Written task: Pull out every line of the data that contains the string "teal", matching case exactly.

★ ★ ★

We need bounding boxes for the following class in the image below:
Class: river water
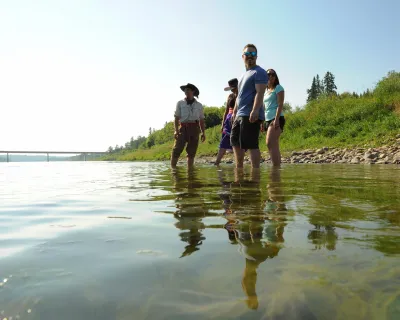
[0,162,400,320]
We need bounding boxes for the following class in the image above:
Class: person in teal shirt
[264,69,285,166]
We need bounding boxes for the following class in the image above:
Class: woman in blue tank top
[264,69,285,166]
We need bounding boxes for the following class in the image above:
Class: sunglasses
[243,51,257,57]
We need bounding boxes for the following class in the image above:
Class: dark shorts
[172,124,200,158]
[231,117,261,149]
[219,133,232,150]
[264,116,286,132]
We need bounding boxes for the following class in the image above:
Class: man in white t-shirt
[171,83,206,168]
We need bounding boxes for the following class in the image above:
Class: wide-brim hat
[224,78,239,91]
[180,83,200,97]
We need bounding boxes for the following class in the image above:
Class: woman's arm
[274,91,285,129]
[221,95,231,130]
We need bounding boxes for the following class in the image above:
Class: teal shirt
[264,84,284,121]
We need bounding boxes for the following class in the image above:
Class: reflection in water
[219,168,286,309]
[172,168,206,258]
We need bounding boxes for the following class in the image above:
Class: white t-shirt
[174,99,204,122]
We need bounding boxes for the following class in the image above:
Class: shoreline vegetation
[99,71,400,164]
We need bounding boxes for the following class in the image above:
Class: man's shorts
[172,123,200,158]
[231,117,261,149]
[264,116,286,132]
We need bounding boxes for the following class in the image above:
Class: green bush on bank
[102,71,400,161]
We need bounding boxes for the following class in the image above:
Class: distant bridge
[0,150,107,162]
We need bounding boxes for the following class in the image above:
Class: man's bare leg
[215,148,226,166]
[171,156,179,168]
[233,146,244,168]
[250,149,261,168]
[187,157,194,169]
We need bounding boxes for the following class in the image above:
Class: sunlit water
[0,162,400,320]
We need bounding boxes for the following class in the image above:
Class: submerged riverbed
[0,162,400,320]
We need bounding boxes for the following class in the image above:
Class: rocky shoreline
[196,135,400,164]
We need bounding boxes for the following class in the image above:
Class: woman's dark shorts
[264,116,286,132]
[231,117,261,149]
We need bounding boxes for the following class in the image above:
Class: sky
[0,0,400,151]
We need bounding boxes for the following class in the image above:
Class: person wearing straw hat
[171,83,206,168]
[215,78,239,166]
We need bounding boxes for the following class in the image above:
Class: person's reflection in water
[228,168,286,309]
[307,224,338,251]
[172,168,206,258]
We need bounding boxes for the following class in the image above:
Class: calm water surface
[0,162,400,320]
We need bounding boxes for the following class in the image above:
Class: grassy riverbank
[102,72,400,161]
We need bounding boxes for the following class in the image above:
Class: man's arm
[174,102,181,139]
[249,83,267,122]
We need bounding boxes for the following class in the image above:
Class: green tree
[204,107,225,129]
[283,102,293,113]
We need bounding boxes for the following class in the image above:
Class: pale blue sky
[0,0,400,150]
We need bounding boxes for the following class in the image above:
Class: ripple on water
[0,162,400,320]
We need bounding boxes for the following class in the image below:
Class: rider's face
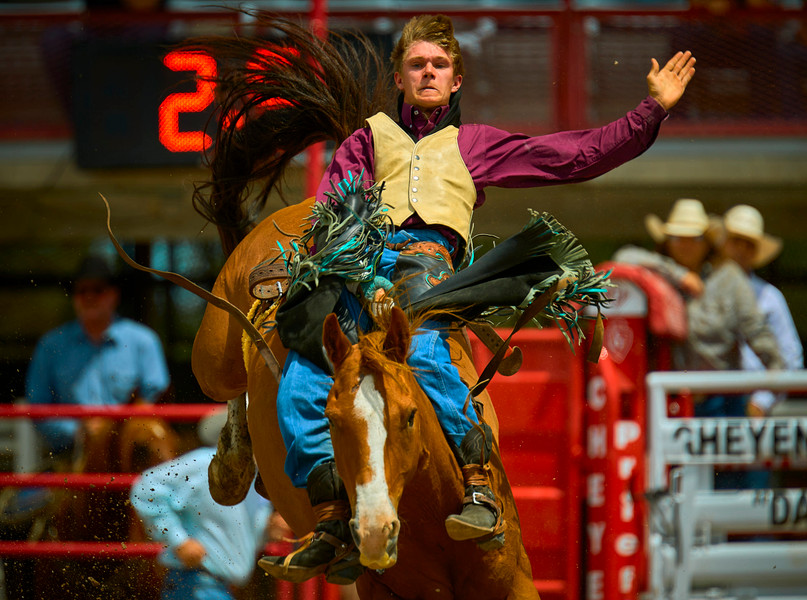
[395,41,462,114]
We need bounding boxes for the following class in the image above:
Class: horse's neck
[407,396,463,514]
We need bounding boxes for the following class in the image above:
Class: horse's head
[323,308,430,569]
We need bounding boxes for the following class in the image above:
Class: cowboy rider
[260,15,695,583]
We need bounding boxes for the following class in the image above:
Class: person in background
[723,204,804,417]
[26,256,170,459]
[130,410,274,600]
[613,198,784,489]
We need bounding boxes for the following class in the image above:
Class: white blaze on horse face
[350,375,400,569]
[353,375,390,518]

★ ★ ★

Result below:
Class: person in teal shirt
Class: teal shirt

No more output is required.